Excerpted data:
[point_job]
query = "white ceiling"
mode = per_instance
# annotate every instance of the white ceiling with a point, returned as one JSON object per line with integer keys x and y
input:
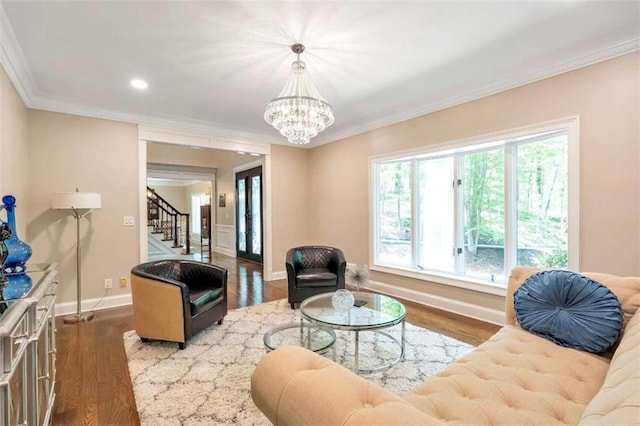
{"x": 212, "y": 66}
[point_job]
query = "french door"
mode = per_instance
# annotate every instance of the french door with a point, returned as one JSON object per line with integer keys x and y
{"x": 249, "y": 214}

Written instruction: Format the lines above as a Markdown table with two columns, Row and Text, giving each line its own numbered row. Skip blank lines and leave the pictures out.

Answer to this exercise:
| Row | Text |
|---|---|
| 1 | [point_job] |
| 2 | query = "white ceiling" |
| 3 | mode = per_instance |
| 4 | # annotate every instance of the white ceiling with a point, returned as one JSON object per line with integer keys x and y |
| 5 | input: |
| 6 | {"x": 212, "y": 66} |
| 7 | [point_job] |
| 8 | query = "french door" |
| 9 | mode = per_instance |
| 10 | # annotate every instance of the french door with a point, returned as one JSON object per line with integer keys x and y |
| 11 | {"x": 249, "y": 214} |